■ EXERCISE DESCRIPTION: In the listing below, pick out lines with "black".

------------------------------------------------

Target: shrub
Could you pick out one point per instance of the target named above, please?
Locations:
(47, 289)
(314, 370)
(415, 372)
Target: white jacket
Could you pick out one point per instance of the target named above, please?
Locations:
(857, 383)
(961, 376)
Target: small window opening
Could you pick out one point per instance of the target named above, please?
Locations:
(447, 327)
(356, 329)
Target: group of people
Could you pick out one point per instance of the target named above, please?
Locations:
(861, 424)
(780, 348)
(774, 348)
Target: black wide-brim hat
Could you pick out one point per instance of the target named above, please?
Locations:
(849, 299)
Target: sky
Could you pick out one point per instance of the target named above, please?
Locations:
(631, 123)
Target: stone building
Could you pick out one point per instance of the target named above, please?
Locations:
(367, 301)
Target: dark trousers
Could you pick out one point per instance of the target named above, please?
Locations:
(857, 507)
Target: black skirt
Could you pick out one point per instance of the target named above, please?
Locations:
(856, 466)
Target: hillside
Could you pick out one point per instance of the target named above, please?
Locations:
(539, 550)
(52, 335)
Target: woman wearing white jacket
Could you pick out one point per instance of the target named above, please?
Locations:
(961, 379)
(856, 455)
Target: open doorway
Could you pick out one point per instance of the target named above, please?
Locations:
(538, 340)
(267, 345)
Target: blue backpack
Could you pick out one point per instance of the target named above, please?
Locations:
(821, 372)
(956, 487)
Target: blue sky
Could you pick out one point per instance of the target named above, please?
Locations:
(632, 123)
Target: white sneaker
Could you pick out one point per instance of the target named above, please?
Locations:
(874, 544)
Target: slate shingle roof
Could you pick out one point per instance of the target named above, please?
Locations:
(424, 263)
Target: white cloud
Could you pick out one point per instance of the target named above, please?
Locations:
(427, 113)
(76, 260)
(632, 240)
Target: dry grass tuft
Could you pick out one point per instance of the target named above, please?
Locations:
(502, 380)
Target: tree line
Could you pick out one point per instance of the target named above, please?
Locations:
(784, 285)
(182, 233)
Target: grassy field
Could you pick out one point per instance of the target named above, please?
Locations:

------------------------------------------------

■ ANSWER SECTION:
Target: black wide-brim hat
Target: black skirt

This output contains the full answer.